Write out the records that appear below, verbatim and complete, but without pictures.
_ _ _ _ _ _ _
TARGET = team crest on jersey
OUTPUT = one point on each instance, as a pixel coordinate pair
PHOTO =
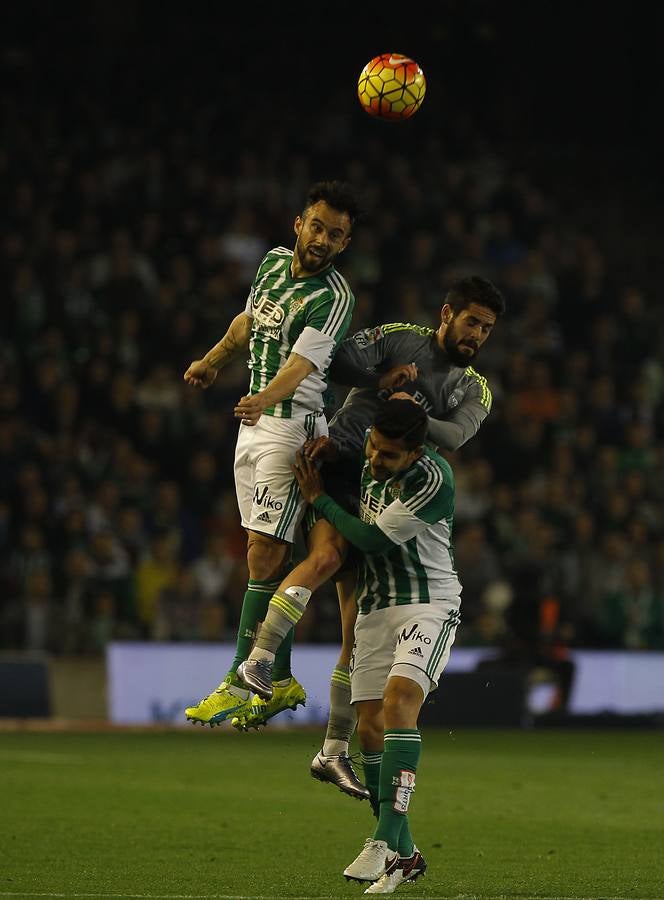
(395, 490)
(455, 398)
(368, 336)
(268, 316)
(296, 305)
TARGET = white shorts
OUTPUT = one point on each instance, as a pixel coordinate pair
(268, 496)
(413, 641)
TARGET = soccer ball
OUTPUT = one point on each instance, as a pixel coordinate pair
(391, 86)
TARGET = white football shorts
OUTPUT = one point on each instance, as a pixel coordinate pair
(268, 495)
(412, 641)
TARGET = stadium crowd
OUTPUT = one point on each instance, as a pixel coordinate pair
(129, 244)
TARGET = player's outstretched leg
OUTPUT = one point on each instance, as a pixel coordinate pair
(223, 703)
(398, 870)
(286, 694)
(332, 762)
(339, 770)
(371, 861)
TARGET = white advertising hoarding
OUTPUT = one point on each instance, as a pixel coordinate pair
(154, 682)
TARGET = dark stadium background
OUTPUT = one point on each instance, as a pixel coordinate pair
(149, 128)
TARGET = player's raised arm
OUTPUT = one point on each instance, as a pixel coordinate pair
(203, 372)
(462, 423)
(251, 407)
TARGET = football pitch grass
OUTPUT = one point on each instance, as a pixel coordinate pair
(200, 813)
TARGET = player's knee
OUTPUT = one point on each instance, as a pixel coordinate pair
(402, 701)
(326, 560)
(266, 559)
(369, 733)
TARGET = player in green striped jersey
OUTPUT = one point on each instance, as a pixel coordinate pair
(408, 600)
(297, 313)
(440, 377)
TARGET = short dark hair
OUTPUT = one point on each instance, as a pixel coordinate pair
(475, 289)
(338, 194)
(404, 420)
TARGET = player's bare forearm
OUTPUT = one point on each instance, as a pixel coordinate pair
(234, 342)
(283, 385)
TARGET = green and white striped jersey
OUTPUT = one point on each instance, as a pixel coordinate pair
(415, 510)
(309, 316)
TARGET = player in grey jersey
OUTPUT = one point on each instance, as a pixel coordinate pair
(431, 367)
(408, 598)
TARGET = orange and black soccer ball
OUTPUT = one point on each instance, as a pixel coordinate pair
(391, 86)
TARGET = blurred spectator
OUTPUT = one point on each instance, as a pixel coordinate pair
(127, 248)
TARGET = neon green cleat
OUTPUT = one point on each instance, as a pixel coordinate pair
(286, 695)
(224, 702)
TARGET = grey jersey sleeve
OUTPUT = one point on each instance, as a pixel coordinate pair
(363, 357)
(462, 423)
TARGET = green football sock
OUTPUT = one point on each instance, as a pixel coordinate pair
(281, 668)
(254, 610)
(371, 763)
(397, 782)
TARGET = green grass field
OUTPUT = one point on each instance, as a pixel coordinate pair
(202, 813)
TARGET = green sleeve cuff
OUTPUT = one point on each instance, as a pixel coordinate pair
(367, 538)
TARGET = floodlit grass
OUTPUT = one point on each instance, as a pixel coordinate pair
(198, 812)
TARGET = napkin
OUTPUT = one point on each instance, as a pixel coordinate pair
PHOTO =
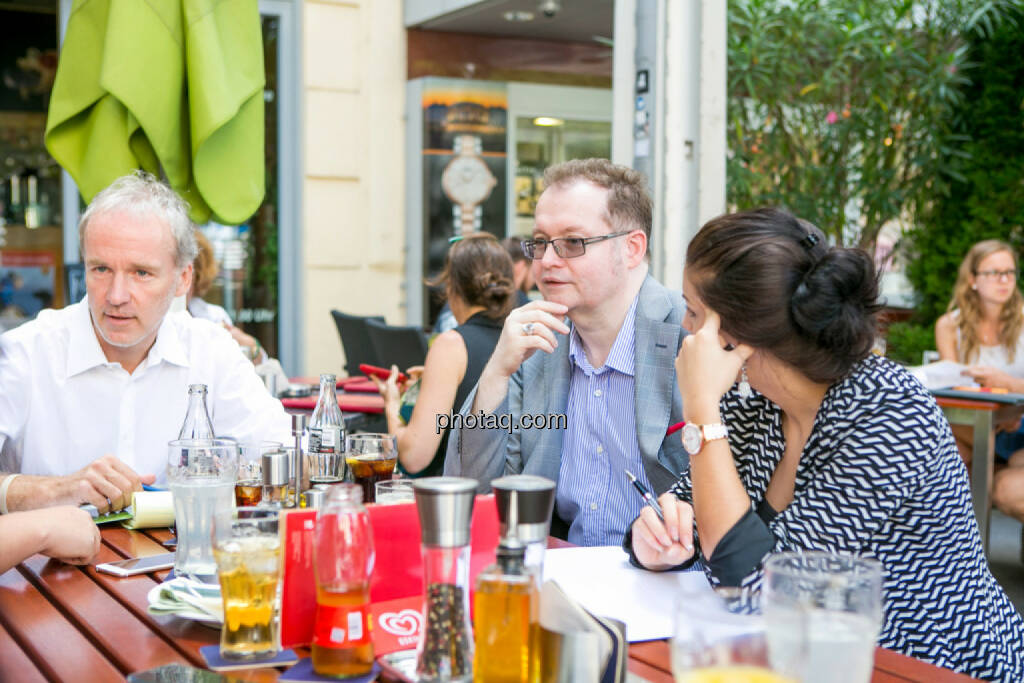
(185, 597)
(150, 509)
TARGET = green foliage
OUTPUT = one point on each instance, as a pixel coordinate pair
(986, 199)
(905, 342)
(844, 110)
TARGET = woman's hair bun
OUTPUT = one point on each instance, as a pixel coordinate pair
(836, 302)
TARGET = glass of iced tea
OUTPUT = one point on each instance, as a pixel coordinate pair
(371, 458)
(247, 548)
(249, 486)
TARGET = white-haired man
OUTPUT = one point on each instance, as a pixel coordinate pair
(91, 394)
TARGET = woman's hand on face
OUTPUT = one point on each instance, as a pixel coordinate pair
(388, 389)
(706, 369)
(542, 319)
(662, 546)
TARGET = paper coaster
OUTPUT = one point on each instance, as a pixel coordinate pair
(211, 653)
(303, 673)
_ _ _ _ _ _ _
- OUTPUT
TARGET = team crest on jersey
OUTPUT = one point on each instance, as a pixel coordinate pair
PHOTO =
(395, 490)
(455, 398)
(368, 336)
(268, 316)
(296, 305)
TARGET = white shorts
OUTPUT = one point on each instance, as a pixel coordinate pair
(268, 496)
(413, 641)
TARGET = soccer ball
OUTPUT = one point on each instance, as a pixel coordinate pair
(391, 86)
TARGET = white football shorts
OUTPUT = one point on each instance, as a pixel coordinate pair
(268, 495)
(412, 641)
TARGET = stadium crowd
OUTPUT = one point on each instance, as a pixel coordinate pair
(129, 244)
TARGET = player's outstretched leg
OUTPUT = one point on each instance, as a pixel coordinate pair
(223, 703)
(398, 870)
(286, 694)
(332, 762)
(339, 770)
(371, 861)
TARGET = white advertising hoarding
OUTPUT = one point on each instance, as a pixel coordinate pair
(154, 682)
TARGET = dark stadium background
OUTPUT = one point on each instance, as a pixel coordinate pair
(149, 128)
TARGET = player's raised arm
OUTPUT = one point on each instance, as a pixel coordinate pair
(203, 372)
(462, 423)
(251, 407)
TARGET = football pitch grass
OUTPUT = one point on each instance, as a pixel coordinate pair
(200, 813)
TARGET = player's knee
OUTPUT = one point on each instance, as a pixel coordinate pair
(402, 701)
(326, 560)
(266, 559)
(369, 733)
TARGET = player in green striped jersey
OUTPUT = one point on each instance, as a pixel coordinate pair
(408, 600)
(297, 313)
(440, 377)
TARGET = short dark hair
OUTPUT = one point on each instance, as a pixel coordinate pair
(475, 289)
(338, 194)
(404, 420)
TARGET = player's bare forearm
OUTPUT = one point on each instance, as a pixel coordinate pair
(234, 342)
(283, 385)
TARGET = green and white striped jersey
OUTPUT = one point on each instance, as a pixel coordinate pair
(415, 510)
(309, 316)
TARGET = player in grey jersey
OUTPUT = one point on each instance, as a pixel coordinate pair
(431, 367)
(408, 598)
TARGET = orange and black soccer ball
OUTPUT = one point on each instance, as a pixel coordinate pair
(391, 86)
TARGET = blurred spectator
OUTPUT = one point on each instance, as a pixel coordinate pair
(127, 248)
TARGET = neon green cleat
OUTPUT = one point on each instance, as a pixel coordinate pair
(286, 695)
(224, 702)
TARGET = grey jersey sleeve
OUTPUT = one point on each instance, as a pixel coordinate pair
(363, 357)
(462, 423)
TARGET = green football sock
OUTPUT = one point on each instance, as a pixel coordinate pair
(281, 668)
(254, 610)
(371, 763)
(397, 782)
TARGET = green grass field
OUTPUT = one point on each instance, as a pixel coordinate pair
(202, 813)
TARGET = green sleeve cuff
OUTPUT = one point on each instance, as a pixel coordinate pair
(367, 538)
TARGET = floodlit grass
OUTPUT = one point on each instance, as a pixel coordinate pair
(198, 812)
TARGET = napkin
OUTPUT = one point on each instance, as a pixel coordinate pair
PHOTO =
(185, 597)
(150, 509)
TARGET = green foliage
OUTPUT = one point on each instance, as a pixel coordinate pair
(986, 199)
(905, 342)
(844, 110)
TARGET = woman's hair bun
OUTPUT = one point on each instance, as a pixel coordinate pair
(836, 302)
TARGET = glass of iced tea
OUTPUT = one point on each instance, as a pixel coordinate pair
(371, 458)
(247, 548)
(249, 486)
TARGET = white-haired man
OUTPUT = one point on each instance, as a pixel coordinate pair
(91, 394)
TARGET = woman's hand on face
OUTPUT = one point on each instance, as a pixel coordinate pair
(388, 389)
(706, 369)
(542, 319)
(662, 546)
TARGET = paper coaster
OUTPUT = one point on each instance, as a pixel coordinate pair
(211, 653)
(303, 673)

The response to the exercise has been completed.